HOW TO COMPLETE THIS TASK |
Please return all of the records verbatim, with the pictures omitted.

--- SOURCE DATA Enclosed Below ---

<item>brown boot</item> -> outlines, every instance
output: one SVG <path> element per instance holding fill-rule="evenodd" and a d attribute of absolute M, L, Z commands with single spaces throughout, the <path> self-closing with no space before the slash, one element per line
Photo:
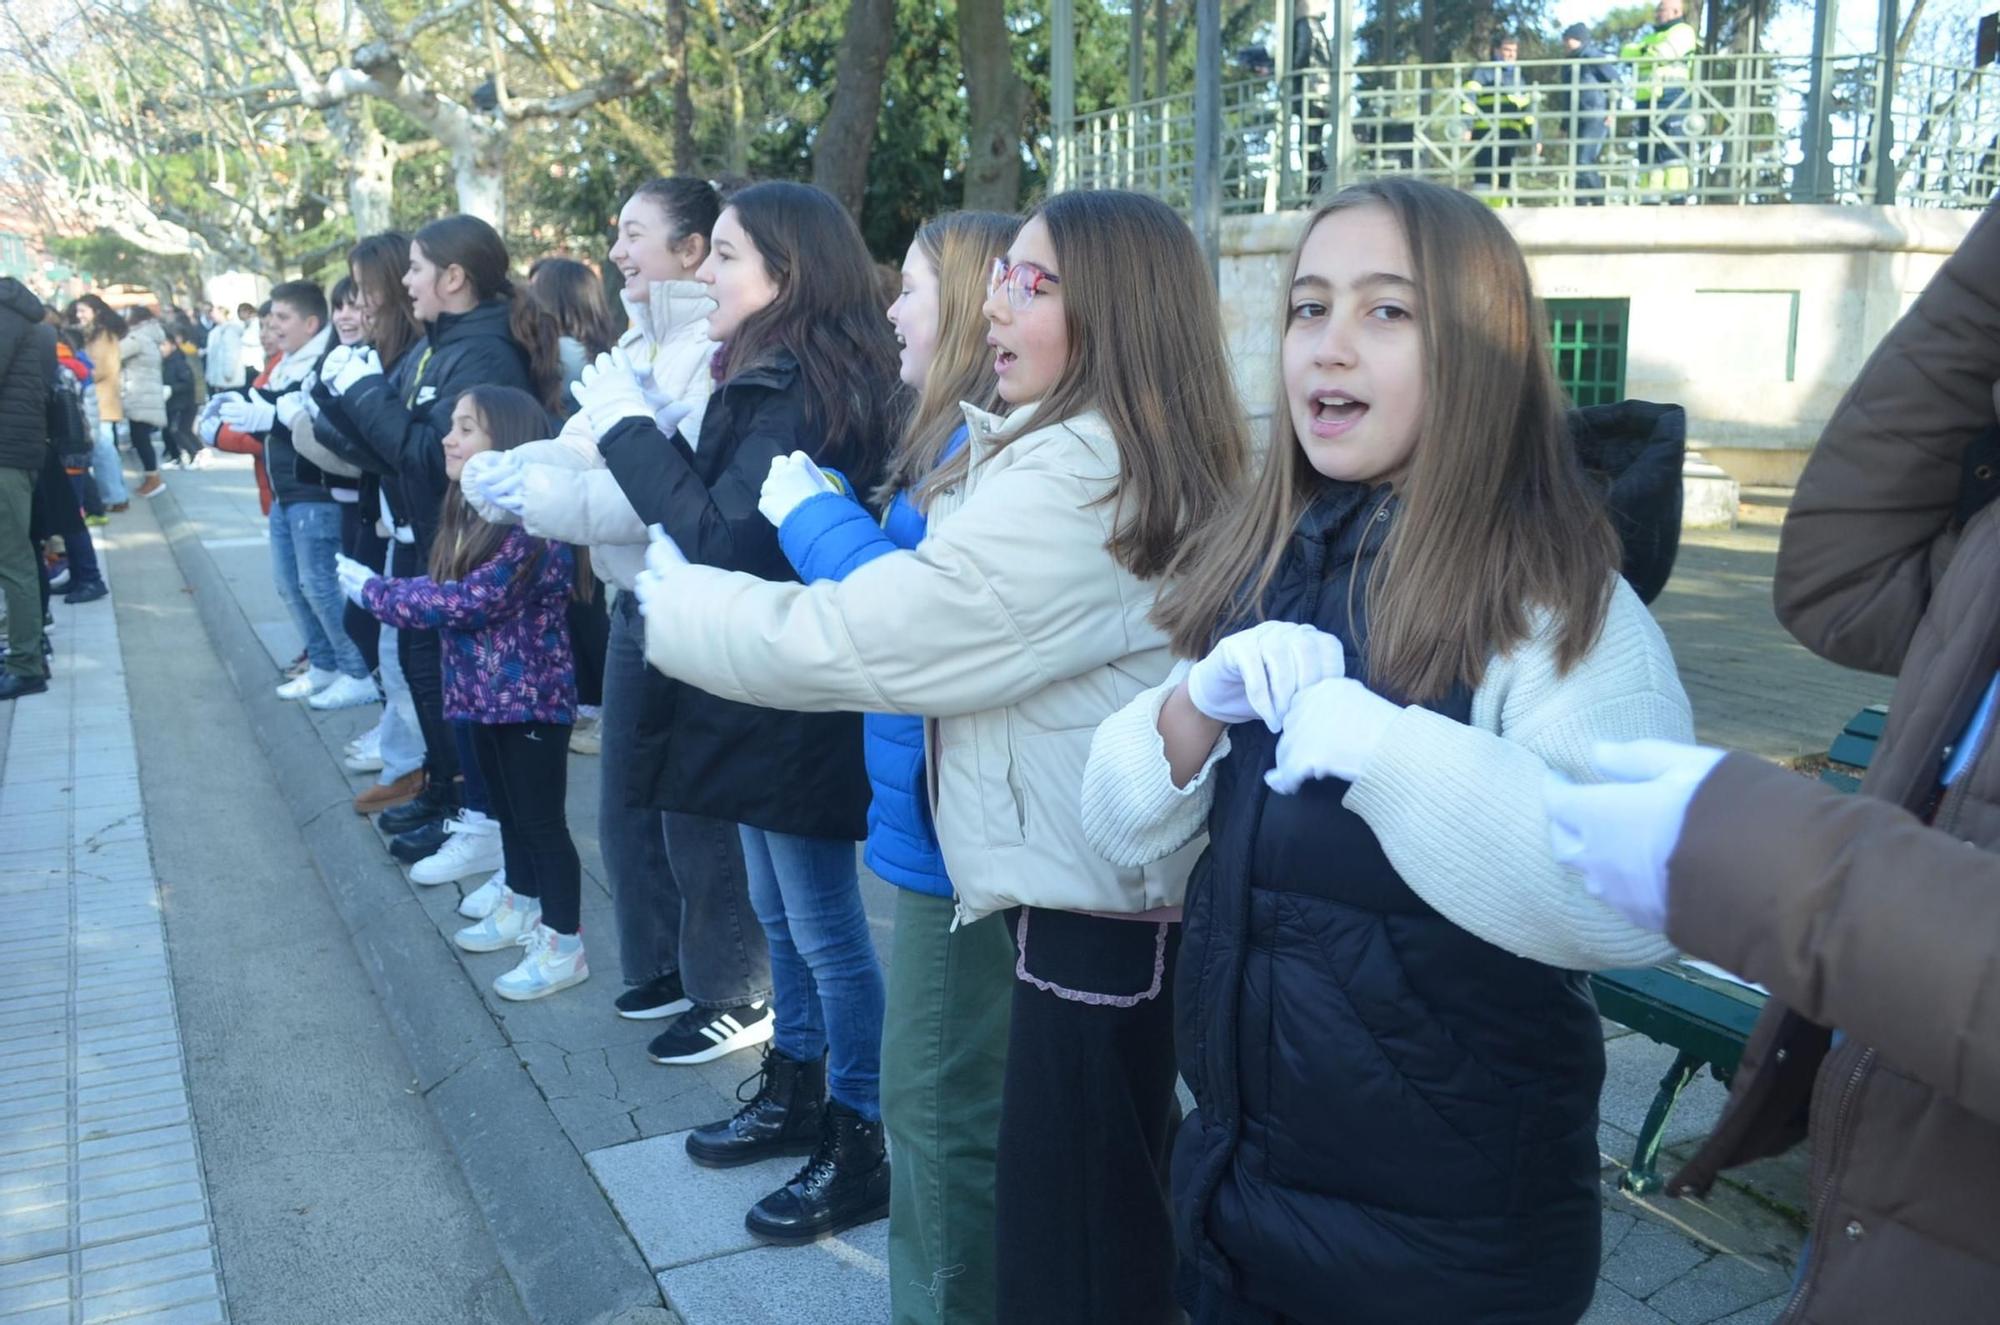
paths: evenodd
<path fill-rule="evenodd" d="M 157 497 L 166 490 L 167 485 L 160 481 L 158 474 L 146 475 L 146 481 L 139 485 L 139 495 L 141 497 Z"/>
<path fill-rule="evenodd" d="M 403 774 L 394 782 L 378 782 L 354 798 L 356 814 L 374 814 L 378 810 L 407 805 L 421 796 L 424 791 L 424 770 Z"/>

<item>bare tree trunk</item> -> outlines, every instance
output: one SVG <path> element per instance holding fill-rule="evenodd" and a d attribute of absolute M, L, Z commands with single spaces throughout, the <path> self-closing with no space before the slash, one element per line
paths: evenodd
<path fill-rule="evenodd" d="M 697 165 L 694 96 L 688 90 L 688 0 L 667 0 L 667 48 L 674 62 L 674 173 L 691 175 Z"/>
<path fill-rule="evenodd" d="M 834 57 L 833 102 L 813 143 L 813 183 L 855 216 L 868 191 L 868 158 L 882 114 L 882 75 L 896 38 L 895 0 L 851 0 Z"/>
<path fill-rule="evenodd" d="M 367 97 L 326 109 L 327 123 L 347 154 L 347 212 L 357 235 L 380 234 L 390 226 L 396 196 L 396 155 L 375 124 Z"/>
<path fill-rule="evenodd" d="M 1134 7 L 1134 13 L 1137 7 Z M 965 205 L 1011 212 L 1021 204 L 1021 113 L 1006 0 L 958 0 L 965 65 Z"/>
<path fill-rule="evenodd" d="M 445 140 L 451 149 L 452 182 L 458 210 L 495 230 L 507 228 L 507 140 L 497 127 L 468 126 Z"/>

--- End of Enclosed SOURCE DATA ---

TASK ANSWER |
<item>brown boot</item> -> outlines, every instance
output: one SVG <path> element per instance holding fill-rule="evenodd" and a d attribute of absolute M, L, Z commands with single spaces throughout, the <path> self-closing with no space before the slash, one element per line
Photo:
paths: evenodd
<path fill-rule="evenodd" d="M 157 497 L 166 490 L 167 485 L 160 481 L 158 474 L 146 475 L 146 481 L 139 485 L 139 495 L 141 497 Z"/>
<path fill-rule="evenodd" d="M 403 774 L 394 782 L 378 782 L 354 798 L 356 814 L 374 814 L 378 810 L 407 805 L 421 796 L 424 791 L 424 770 Z"/>

<item>bare tree trunk</item> -> outlines, every instance
output: one SVG <path> element per instance holding fill-rule="evenodd" and a d attribute of absolute M, L, Z commands with single spaces throughout, the <path> self-closing with no space before the slash, one element per line
paths: evenodd
<path fill-rule="evenodd" d="M 697 165 L 694 96 L 688 90 L 688 0 L 667 0 L 667 48 L 674 62 L 674 173 L 691 175 Z"/>
<path fill-rule="evenodd" d="M 834 57 L 833 102 L 813 143 L 813 183 L 855 216 L 868 191 L 868 158 L 882 114 L 882 75 L 896 38 L 895 0 L 851 0 Z"/>
<path fill-rule="evenodd" d="M 367 97 L 326 109 L 327 123 L 347 154 L 347 212 L 357 235 L 380 234 L 390 226 L 396 196 L 396 155 L 375 124 Z"/>
<path fill-rule="evenodd" d="M 1134 7 L 1134 13 L 1137 7 Z M 965 205 L 1011 212 L 1021 204 L 1021 113 L 1006 0 L 958 0 L 965 65 Z"/>
<path fill-rule="evenodd" d="M 445 140 L 451 149 L 452 182 L 458 210 L 495 230 L 507 228 L 507 140 L 497 127 L 468 126 Z"/>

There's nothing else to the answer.